After finding the line with "the white fence" in the data below, set down exactly each line through the one with "of the grass", inclusive, and stop there.

- Opening Delimiter -

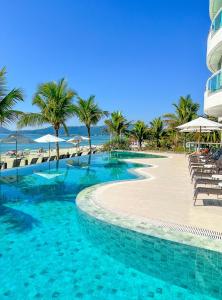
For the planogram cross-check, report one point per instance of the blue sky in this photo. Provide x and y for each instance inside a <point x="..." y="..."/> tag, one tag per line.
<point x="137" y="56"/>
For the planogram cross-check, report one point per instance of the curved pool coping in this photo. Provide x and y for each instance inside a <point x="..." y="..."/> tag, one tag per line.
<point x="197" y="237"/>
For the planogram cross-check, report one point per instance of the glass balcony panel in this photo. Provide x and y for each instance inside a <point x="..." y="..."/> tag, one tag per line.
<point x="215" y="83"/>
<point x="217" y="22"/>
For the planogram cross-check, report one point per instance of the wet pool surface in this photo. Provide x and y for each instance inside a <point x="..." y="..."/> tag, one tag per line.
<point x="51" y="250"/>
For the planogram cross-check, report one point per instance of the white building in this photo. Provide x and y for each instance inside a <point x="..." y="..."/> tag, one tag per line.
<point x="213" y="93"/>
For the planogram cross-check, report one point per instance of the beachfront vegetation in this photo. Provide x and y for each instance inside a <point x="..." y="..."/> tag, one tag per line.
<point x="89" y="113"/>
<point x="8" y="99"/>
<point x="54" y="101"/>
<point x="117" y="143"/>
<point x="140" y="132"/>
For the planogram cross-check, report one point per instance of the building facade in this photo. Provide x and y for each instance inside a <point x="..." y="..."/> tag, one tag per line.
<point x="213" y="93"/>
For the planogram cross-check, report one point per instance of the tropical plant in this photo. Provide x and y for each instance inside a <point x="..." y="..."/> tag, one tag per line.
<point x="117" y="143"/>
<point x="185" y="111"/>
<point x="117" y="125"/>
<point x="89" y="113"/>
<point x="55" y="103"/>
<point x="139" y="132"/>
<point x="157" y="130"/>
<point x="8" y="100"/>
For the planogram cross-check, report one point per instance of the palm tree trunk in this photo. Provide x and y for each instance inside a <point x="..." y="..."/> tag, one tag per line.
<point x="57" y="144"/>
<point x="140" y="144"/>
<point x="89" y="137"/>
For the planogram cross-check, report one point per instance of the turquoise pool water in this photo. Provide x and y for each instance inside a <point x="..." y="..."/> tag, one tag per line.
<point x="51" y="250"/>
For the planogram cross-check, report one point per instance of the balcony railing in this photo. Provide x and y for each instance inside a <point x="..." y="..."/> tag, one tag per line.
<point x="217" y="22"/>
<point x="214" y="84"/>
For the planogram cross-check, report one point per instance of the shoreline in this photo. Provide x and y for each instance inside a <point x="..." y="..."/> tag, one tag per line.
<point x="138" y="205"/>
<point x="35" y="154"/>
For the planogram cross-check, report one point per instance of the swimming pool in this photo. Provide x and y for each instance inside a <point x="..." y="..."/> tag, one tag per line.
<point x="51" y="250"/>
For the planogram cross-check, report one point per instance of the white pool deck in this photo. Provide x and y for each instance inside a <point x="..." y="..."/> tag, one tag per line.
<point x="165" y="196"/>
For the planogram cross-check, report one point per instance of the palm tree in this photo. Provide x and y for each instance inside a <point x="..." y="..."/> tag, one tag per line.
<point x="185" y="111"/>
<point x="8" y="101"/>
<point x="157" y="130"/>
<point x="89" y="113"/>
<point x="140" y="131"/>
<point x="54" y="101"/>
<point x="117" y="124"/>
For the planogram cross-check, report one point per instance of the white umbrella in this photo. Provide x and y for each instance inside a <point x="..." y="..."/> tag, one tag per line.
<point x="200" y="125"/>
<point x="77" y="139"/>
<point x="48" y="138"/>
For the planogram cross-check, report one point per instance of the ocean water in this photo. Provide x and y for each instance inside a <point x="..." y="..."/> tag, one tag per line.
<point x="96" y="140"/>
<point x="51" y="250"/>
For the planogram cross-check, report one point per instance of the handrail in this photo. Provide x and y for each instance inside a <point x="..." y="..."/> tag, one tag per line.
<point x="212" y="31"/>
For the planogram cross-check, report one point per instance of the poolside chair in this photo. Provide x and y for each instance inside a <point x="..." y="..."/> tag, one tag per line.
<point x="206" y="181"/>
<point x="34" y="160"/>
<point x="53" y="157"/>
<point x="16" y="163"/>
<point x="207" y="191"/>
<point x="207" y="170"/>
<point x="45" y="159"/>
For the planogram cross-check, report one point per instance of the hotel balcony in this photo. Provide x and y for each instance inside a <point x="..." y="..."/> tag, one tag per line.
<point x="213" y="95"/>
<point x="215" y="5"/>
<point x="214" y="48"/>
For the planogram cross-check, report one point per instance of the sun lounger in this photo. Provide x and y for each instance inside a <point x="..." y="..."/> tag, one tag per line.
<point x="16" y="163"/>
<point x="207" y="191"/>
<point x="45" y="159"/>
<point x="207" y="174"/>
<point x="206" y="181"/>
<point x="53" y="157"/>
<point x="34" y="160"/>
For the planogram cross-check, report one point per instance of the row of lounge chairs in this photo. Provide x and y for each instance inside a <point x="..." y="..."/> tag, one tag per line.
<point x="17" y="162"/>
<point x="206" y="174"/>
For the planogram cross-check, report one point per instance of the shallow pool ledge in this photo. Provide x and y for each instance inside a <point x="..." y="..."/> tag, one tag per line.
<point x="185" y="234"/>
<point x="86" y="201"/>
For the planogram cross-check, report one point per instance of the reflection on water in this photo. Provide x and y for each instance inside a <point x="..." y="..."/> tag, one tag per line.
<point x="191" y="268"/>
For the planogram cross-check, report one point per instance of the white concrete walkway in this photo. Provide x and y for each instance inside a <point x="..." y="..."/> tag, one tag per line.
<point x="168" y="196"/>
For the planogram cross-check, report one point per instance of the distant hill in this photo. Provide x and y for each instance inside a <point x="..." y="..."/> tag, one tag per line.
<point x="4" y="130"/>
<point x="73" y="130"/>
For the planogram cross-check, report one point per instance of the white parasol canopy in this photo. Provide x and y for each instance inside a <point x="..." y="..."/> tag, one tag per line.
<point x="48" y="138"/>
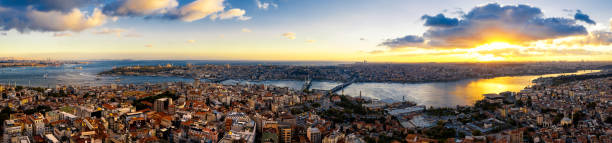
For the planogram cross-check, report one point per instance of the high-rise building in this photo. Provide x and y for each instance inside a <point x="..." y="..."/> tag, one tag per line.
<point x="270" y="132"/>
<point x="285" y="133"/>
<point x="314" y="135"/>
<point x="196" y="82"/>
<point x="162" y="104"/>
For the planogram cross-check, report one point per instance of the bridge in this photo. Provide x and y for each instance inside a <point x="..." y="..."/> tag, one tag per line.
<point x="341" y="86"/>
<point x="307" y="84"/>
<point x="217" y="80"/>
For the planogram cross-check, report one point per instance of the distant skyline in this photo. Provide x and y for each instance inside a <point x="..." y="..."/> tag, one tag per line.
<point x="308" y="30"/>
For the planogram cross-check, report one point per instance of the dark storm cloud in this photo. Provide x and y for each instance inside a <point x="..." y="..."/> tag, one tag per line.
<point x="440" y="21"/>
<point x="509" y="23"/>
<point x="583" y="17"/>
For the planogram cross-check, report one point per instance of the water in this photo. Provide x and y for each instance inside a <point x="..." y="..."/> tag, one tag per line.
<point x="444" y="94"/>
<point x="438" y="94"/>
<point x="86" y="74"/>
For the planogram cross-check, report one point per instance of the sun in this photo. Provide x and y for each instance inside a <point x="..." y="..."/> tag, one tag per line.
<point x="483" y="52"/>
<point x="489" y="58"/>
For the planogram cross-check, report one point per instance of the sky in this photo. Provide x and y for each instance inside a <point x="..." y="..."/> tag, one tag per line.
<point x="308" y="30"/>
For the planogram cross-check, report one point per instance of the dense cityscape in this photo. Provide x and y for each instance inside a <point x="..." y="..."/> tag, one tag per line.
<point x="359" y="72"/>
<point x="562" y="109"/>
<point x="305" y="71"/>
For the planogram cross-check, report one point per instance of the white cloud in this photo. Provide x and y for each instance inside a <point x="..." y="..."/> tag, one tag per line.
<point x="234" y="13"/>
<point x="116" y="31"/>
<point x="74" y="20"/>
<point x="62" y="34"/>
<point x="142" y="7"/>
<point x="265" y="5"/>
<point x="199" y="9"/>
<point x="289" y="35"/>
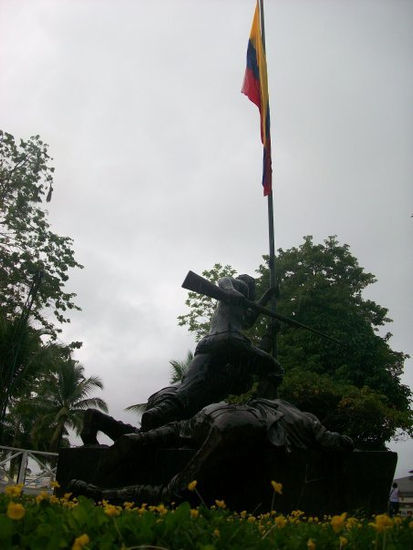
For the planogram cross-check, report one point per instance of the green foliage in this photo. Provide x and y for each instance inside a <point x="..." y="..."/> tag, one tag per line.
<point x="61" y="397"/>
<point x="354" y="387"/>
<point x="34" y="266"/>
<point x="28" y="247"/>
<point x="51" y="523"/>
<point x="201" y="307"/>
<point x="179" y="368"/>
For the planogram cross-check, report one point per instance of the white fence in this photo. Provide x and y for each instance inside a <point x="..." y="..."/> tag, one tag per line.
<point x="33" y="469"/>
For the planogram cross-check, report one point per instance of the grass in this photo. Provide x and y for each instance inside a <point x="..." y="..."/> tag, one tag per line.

- Closing Delimiter -
- Opening Delimiter -

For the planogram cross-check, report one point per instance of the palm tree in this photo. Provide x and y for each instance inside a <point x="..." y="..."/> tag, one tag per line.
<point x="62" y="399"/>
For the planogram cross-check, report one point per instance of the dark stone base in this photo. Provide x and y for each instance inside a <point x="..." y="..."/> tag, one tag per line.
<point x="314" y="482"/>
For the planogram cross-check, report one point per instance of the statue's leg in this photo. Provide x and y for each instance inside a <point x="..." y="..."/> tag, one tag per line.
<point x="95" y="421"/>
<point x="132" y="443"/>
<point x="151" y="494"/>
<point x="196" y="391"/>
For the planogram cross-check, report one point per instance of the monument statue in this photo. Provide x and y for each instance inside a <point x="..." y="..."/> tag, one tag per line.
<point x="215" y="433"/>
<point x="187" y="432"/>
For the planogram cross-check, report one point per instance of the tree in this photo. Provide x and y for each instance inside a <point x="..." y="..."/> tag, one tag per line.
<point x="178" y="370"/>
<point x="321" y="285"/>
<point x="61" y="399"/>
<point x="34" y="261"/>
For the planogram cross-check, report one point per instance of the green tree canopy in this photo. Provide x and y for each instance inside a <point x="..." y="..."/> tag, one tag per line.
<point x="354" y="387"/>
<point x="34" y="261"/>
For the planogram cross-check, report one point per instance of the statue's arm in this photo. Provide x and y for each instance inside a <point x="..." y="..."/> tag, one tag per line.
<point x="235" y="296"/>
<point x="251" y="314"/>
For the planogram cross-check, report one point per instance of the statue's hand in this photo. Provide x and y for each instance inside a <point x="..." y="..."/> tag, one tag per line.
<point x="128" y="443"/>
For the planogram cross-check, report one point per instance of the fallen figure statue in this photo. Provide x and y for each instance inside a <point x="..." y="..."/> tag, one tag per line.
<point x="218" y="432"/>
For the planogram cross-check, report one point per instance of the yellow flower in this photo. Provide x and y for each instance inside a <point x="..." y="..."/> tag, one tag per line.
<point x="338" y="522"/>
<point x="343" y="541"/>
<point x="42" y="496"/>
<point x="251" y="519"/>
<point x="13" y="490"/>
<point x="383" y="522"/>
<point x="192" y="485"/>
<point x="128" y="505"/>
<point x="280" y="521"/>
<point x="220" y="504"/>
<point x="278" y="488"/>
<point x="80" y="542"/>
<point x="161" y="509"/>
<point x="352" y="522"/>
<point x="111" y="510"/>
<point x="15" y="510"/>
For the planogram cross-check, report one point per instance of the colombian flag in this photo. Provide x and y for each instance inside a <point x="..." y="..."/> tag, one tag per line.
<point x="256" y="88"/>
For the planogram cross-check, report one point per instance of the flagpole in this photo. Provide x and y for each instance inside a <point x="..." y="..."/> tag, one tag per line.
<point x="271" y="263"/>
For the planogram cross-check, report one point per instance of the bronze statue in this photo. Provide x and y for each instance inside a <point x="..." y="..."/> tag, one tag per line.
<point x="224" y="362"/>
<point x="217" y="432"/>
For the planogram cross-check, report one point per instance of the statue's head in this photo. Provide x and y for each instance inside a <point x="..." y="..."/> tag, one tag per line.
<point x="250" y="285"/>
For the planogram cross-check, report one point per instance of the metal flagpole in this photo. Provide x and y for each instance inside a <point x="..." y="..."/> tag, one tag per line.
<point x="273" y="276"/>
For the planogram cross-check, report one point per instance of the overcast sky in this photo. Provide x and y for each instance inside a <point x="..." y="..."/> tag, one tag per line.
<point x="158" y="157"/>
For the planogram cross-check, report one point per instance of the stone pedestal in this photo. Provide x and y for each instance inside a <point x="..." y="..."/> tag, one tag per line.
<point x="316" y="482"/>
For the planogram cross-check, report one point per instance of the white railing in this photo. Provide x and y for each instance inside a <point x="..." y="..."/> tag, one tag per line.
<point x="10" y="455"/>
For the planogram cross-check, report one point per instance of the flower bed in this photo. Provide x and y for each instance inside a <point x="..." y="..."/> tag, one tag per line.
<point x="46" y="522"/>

- Closing Delimiter -
- Opening Delimiter -

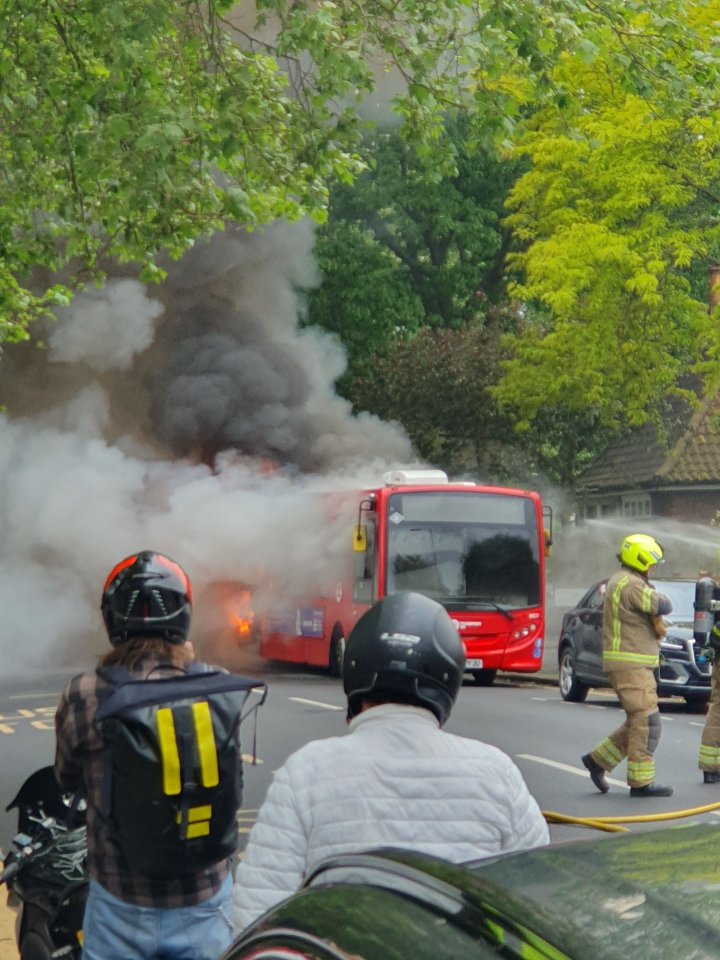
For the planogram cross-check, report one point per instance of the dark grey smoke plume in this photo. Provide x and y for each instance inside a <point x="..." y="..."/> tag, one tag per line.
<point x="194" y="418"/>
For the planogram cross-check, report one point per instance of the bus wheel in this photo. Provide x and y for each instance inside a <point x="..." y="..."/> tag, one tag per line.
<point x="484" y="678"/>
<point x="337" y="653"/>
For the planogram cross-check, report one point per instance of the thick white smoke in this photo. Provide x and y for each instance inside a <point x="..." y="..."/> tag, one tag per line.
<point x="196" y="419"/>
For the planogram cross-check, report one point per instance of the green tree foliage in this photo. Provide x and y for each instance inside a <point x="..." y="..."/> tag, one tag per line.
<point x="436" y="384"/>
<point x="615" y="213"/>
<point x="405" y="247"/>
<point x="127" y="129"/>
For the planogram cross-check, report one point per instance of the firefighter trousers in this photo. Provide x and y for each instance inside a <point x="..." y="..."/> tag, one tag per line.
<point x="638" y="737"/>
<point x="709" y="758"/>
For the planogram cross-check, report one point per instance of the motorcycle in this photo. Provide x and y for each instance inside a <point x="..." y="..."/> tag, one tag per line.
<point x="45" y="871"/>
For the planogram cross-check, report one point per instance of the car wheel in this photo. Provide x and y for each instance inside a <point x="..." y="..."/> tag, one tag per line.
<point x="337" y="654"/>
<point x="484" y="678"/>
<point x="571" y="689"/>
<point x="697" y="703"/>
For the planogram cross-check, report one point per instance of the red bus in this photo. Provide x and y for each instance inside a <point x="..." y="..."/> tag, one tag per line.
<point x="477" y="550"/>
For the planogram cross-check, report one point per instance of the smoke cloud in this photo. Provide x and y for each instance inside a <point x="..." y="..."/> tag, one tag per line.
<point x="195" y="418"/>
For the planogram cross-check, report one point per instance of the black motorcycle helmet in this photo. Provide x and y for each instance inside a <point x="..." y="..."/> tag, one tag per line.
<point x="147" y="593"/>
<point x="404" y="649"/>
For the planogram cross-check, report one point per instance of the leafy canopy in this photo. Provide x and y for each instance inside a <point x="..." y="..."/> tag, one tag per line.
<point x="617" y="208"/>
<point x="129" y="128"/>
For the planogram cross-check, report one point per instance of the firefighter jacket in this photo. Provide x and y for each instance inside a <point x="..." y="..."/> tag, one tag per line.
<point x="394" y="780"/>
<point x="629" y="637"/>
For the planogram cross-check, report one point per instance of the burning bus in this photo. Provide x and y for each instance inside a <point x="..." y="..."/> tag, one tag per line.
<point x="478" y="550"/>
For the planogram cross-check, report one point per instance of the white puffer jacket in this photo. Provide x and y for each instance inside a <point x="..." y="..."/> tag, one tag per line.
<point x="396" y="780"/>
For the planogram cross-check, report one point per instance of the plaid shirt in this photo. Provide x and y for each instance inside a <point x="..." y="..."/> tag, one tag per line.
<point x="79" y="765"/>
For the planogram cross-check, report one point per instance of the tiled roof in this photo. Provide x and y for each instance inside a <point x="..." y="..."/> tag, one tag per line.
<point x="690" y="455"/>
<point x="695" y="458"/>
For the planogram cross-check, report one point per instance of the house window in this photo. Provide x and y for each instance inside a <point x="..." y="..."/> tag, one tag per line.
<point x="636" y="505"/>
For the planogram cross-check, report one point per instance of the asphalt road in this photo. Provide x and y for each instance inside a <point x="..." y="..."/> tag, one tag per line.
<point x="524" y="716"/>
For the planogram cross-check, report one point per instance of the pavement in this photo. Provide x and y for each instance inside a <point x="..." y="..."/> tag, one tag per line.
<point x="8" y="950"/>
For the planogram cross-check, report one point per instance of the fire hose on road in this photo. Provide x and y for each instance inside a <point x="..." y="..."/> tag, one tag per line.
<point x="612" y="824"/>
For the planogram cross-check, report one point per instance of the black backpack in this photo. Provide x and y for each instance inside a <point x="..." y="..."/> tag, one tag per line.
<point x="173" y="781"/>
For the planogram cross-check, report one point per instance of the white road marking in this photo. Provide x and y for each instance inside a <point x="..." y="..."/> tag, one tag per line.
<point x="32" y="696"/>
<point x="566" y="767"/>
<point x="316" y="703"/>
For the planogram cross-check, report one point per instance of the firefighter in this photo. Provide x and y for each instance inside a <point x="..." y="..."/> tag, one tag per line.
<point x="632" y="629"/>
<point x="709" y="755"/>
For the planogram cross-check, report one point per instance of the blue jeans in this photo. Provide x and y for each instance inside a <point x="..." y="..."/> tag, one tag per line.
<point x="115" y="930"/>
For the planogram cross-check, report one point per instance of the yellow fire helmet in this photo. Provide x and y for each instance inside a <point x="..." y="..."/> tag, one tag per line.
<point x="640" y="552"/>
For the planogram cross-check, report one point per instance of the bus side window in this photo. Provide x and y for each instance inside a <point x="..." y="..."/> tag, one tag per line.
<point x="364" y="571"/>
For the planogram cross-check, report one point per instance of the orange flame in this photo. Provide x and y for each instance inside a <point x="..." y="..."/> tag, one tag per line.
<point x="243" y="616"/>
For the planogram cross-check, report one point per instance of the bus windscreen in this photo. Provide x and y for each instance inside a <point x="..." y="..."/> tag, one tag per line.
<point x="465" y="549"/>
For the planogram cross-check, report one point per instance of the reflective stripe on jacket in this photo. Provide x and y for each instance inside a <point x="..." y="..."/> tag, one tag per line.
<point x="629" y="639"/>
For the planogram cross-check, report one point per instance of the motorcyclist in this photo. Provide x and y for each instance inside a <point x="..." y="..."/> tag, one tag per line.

- Closing Delimiter -

● **Solution below**:
For the planogram cross-check, report one point per instance of the white fence in this photo. Provide x and y for each instance inside a <point x="..." y="..."/> tag, one tag per line.
<point x="33" y="469"/>
For the planogram cross-check, report one point per instance of the grass in this photo. Provide x and y for each instance inside a <point x="..." y="..."/> tag, one tag per line.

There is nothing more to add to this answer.